REQUIRED TASKS:
[1] Rewrite the paragraph of the soapmaking article that begins "Her soaps have bases" as a bulleted list that keeps its main facts.
[2] Reproduce the passage of the soapmaking article from the words "On this June" up to and including the words "in the sink.".

Start of PROVIDED TEXT

This is Schwartz’s second year selling her all-natural and organic soaps at the Big Sky Farmers Market. What started out as a hobby became so popular with her friends and family that she decided to sell them to the general public.

Schwartz also works at Ari O Jewelry Studio in Big Sky Town Center, where she does beadwork, assembly and is learning the basics of metalsmithing. Although she’s dabbled in jewelry making since she was a child, and has worked extensively as a baker, she never really thought of herself as a creative person. 

“But now that I think about it, I guess I’ve always been making things,” said Schwartz, whose infectious bark of a laugh is quick on the heels of most of her comments. “I just never put it together or thought to label myself ‘creative.’” 

Starting to make her own soap in 2015 fell in line with a longstanding shift toward healthier lifestyle choices, such as eating organic food and choosing non-GMO products.

“Why make such an effort to put good stuff in your body, and not think about what you put on the outside of your body?” Schwartz said. 

Her soaps have bases of shea butter, as well as olive, avocado and coconut oils. Instead of pungent synthetic fragrances, Schwartz uses only high-grade essential oils and natural ingredients such as fir needles, oats, dried lavender, and coffee for scent and texture. Spices you’d find in most kitchen cupboards are used as colorants, including paprika, turmeric and cinnamon.

“I’ll never be able to go back to store bought soap,” said Schwartz, whose products have converted her entire family and quite a few others.

On this June day, Schwartz is filling a special order for lemon calendula soap-on-a-rope for Hungry Moose owner Jackie Robin. After finding the strap helpful for her husband Mark, who has ALS, Robin has placed a larger order that she plans to send to others suffering from the neurodegenerative disease. 

In the kitchen, Schwartz dons protective eyewear and a face mask before shaking out a carefully measured amount of flaky white food-grade lye into a pot in the sink.

Saponification is a chemical reaction that occurs between lye and a fat that creates soap and natural glycerin. Both substances are chemically transformed, so while soap is made with lye, it doesn’t contain lye.

End of PROVIDED TEXT
Start of DATA EXTRACT

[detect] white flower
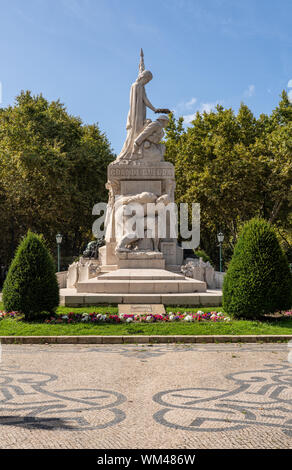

End of DATA EXTRACT

RESPONSES TO THE TASKS:
[1]
- Bases: shea butter, plus olive, avocado and coconut oils.
- Scent and texture: high-grade essential oils instead of pungent synthetic fragrances, and natural ingredients such as fir needles, oats, dried lavender and coffee.
- Colorants: common kitchen spices, including paprika, turmeric and cinnamon.

[2]
On this June day, Schwartz is filling a special order for lemon calendula soap-on-a-rope for Hungry Moose owner Jackie Robin. After finding the strap helpful for her husband Mark, who has ALS, Robin has placed a larger order that she plans to send to others suffering from the neurodegenerative disease. 

In the kitchen, Schwartz dons protective eyewear and a face mask before shaking out a carefully measured amount of flaky white food-grade lye into a pot in the sink.